PROVIDED DATA:
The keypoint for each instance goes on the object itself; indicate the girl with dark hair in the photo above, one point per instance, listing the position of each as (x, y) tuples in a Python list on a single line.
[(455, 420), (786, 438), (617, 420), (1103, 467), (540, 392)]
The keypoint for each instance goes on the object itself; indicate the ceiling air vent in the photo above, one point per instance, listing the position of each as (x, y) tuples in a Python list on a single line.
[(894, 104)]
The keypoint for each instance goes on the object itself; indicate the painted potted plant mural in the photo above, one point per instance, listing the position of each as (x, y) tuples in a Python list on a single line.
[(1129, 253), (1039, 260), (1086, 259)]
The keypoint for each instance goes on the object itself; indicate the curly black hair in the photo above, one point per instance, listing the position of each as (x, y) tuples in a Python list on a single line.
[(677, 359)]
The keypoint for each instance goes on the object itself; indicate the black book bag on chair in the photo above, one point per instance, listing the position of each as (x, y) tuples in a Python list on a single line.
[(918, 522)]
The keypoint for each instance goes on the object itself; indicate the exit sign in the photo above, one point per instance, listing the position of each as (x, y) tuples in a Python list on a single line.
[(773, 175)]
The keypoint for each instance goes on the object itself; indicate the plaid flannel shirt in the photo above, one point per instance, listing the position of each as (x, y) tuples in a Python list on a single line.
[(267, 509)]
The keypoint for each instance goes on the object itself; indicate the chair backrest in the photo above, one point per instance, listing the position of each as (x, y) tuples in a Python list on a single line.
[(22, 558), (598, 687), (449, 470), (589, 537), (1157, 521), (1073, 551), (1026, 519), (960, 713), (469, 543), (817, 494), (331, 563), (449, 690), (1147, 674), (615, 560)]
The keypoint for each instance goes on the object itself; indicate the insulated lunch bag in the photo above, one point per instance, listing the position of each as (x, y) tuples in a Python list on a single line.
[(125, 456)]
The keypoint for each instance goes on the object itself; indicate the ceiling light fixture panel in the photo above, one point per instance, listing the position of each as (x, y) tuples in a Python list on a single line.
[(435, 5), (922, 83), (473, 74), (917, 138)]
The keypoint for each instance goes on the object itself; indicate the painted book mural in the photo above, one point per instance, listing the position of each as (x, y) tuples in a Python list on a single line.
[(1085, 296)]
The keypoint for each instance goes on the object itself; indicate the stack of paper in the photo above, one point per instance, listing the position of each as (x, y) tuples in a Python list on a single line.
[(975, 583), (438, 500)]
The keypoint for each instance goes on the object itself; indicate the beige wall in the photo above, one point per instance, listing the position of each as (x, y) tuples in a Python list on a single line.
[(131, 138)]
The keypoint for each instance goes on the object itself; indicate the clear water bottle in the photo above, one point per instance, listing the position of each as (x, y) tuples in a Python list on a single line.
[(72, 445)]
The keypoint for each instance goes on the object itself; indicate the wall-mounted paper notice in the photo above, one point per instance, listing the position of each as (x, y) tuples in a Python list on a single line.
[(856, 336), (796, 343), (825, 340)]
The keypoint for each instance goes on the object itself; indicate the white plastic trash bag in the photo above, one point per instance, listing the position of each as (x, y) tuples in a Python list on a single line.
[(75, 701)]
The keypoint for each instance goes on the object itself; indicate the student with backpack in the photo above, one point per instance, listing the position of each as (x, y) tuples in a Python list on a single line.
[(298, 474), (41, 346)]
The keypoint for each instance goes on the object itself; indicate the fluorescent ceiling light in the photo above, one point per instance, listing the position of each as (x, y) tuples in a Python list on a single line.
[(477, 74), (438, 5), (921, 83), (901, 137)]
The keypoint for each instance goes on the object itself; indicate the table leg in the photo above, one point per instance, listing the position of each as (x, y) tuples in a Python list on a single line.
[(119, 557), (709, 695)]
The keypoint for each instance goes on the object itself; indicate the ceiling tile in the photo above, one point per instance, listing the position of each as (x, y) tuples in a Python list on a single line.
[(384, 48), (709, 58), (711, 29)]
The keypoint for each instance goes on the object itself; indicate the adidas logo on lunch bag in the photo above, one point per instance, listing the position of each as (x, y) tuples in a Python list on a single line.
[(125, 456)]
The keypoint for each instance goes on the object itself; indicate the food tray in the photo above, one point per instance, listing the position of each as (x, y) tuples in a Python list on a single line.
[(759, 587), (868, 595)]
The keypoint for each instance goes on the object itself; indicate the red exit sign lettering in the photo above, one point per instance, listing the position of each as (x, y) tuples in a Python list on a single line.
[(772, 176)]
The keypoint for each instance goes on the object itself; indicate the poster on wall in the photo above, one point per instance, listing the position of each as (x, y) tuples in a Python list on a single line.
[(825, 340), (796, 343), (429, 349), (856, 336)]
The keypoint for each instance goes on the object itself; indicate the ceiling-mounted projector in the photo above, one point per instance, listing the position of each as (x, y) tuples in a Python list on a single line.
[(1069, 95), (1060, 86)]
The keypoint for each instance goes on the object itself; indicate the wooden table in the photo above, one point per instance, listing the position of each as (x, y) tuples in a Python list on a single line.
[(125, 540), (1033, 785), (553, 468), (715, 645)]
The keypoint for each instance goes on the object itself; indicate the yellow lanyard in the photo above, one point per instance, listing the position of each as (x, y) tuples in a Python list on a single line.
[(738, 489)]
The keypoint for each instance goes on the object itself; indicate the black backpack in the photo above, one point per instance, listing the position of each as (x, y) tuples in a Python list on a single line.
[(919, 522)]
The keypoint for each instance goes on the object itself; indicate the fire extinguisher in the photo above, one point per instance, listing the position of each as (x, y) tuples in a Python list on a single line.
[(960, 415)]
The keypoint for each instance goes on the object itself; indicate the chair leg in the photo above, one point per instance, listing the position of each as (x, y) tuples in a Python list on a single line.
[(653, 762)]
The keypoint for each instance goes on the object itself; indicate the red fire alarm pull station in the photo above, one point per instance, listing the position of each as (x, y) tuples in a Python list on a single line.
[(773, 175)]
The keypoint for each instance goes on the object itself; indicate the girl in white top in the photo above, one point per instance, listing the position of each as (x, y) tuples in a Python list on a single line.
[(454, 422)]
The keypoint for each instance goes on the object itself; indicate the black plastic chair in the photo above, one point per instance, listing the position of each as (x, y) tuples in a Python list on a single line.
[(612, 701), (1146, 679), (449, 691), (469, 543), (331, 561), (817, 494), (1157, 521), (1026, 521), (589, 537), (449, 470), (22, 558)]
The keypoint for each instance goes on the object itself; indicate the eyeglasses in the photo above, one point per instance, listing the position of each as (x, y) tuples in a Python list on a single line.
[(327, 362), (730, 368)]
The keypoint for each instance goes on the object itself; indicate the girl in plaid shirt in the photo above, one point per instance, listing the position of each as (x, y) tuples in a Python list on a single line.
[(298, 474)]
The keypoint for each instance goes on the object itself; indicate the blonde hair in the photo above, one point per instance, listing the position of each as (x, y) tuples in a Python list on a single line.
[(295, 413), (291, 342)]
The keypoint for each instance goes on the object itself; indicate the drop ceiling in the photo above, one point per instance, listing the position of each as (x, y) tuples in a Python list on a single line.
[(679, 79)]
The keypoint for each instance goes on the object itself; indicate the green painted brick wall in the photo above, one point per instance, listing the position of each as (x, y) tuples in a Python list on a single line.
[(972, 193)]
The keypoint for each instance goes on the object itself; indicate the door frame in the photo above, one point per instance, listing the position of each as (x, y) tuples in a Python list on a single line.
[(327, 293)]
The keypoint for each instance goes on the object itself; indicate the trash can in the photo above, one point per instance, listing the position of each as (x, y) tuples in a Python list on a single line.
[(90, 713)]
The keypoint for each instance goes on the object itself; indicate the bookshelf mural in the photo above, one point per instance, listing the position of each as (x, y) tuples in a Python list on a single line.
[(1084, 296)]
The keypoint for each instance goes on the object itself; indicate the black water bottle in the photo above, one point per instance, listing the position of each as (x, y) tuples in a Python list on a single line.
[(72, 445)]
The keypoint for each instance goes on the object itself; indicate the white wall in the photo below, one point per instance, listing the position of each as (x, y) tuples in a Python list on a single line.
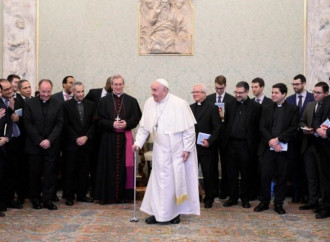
[(93, 39)]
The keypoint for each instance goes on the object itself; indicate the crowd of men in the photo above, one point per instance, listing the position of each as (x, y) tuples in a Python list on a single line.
[(261, 142)]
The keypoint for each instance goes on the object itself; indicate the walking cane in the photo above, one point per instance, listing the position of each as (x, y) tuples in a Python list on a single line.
[(134, 218)]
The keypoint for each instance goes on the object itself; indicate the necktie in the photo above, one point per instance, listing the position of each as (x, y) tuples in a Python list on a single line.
[(15, 130), (300, 102), (318, 107)]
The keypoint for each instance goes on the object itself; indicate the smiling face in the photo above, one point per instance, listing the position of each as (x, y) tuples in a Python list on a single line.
[(158, 91)]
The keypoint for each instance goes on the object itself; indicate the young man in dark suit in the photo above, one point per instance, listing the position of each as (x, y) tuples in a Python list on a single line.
[(296, 169), (96, 94), (221, 96), (323, 146), (208, 121), (240, 143), (78, 132), (308, 147), (278, 127), (43, 120)]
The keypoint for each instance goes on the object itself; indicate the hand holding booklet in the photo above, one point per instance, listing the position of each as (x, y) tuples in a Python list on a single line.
[(326, 124), (283, 145), (201, 136)]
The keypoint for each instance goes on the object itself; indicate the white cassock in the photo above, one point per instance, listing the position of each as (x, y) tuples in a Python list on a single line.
[(173, 184)]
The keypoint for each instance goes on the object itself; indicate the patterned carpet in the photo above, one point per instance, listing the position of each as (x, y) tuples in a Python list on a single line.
[(93, 222)]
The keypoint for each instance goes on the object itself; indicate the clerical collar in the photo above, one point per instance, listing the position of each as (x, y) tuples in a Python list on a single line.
[(118, 95), (164, 100)]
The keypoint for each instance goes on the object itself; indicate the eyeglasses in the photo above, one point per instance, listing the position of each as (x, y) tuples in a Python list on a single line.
[(7, 89), (318, 93), (239, 93), (296, 84), (196, 92), (219, 88)]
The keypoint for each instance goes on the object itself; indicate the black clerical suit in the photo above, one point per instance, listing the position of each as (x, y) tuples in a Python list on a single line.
[(276, 121), (78, 122), (212, 99), (240, 144), (323, 145), (95, 96), (310, 154), (208, 121), (42, 120)]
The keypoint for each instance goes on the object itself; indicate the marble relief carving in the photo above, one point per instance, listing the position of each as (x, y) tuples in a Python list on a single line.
[(166, 27), (19, 39), (318, 41)]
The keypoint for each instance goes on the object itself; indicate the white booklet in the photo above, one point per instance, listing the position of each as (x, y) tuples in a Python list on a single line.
[(283, 145), (19, 112), (221, 105), (326, 124), (201, 136)]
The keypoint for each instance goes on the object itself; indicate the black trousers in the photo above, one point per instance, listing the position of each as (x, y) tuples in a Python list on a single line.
[(325, 174), (273, 165), (312, 168), (76, 167), (238, 161), (42, 164), (13, 159), (209, 168)]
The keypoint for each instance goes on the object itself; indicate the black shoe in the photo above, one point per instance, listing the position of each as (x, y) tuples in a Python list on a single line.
[(49, 205), (208, 205), (308, 206), (317, 209), (222, 195), (176, 220), (261, 207), (246, 204), (323, 214), (69, 202), (14, 204), (85, 199), (151, 220), (36, 204), (296, 199), (55, 198), (229, 203), (3, 208), (20, 201), (279, 209)]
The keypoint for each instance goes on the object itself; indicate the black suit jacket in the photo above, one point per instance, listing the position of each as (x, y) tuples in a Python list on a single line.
[(39, 127), (208, 121), (253, 113), (73, 128), (266, 101), (289, 127), (6, 120), (227, 98), (322, 115)]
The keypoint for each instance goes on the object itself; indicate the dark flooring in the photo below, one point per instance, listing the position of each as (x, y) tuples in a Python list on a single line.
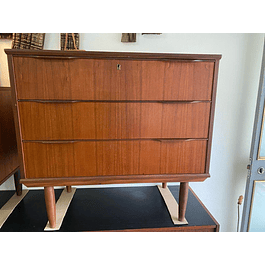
[(103, 209)]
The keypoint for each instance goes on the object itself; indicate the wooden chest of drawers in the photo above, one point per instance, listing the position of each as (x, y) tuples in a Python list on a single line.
[(8, 147), (105, 118)]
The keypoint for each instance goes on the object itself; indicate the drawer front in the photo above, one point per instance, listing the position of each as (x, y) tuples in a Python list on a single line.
[(112, 158), (88, 120), (91, 79)]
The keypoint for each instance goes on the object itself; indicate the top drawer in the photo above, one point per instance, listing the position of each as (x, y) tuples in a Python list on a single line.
[(102, 79)]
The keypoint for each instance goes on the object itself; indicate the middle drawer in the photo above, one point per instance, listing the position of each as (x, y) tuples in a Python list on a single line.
[(112, 120)]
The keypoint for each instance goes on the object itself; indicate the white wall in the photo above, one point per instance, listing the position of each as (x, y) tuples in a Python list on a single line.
[(235, 106)]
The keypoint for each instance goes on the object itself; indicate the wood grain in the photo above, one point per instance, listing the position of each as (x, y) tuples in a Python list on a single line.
[(111, 120), (183, 156), (186, 120), (188, 80), (45, 160), (8, 147), (50, 205), (53, 121), (89, 79), (112, 158)]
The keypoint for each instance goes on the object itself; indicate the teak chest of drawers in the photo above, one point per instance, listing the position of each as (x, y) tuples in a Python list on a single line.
[(105, 118)]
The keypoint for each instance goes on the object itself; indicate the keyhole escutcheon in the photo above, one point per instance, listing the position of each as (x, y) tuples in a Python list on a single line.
[(261, 170)]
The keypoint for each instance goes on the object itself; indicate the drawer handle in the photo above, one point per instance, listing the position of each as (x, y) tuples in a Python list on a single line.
[(58, 142), (55, 102)]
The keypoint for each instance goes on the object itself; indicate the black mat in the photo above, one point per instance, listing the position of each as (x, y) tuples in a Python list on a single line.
[(103, 209)]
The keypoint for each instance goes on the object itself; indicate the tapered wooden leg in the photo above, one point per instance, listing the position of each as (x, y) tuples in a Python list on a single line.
[(164, 185), (18, 185), (50, 205), (183, 199)]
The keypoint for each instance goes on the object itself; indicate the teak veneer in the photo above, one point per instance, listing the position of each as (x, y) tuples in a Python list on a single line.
[(107, 117), (9, 164)]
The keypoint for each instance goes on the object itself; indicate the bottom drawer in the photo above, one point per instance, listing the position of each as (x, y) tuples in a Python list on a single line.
[(110, 158)]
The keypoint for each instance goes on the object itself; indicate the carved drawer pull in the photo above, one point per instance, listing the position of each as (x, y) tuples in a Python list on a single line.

TO BE DONE: Set down exactly what runs from the line with "indicate the tapered" to the last line of the data above, including both of those lines and no others.

THE RESPONSE:
The keypoint for each instance goes on the object itself; indicate the tapered wooden leg in the photo above, one point per instance, listing the position of each as (x, y) tuples in a Python list on a single line.
[(164, 185), (18, 185), (50, 205), (183, 199)]
The keypoint for each instance goes on the object itself; indicate the teak veneer in the photo above, one point per instance, listing the position of each as (x, y) tuples in a Python list on a single line.
[(107, 117), (9, 164)]
The keypoint for each instance goes on the object itself; indicate the bottom drawer in the photo above, one point per instance, listing the position of each as (x, y) tuples in a Python list on a single line.
[(110, 158)]
The keypoint for each instance goes on the object itself; indicate the carved drawer pull in the photo above, one point per instance, listing the position of each as (x, y) tuples in a Python list on a single line.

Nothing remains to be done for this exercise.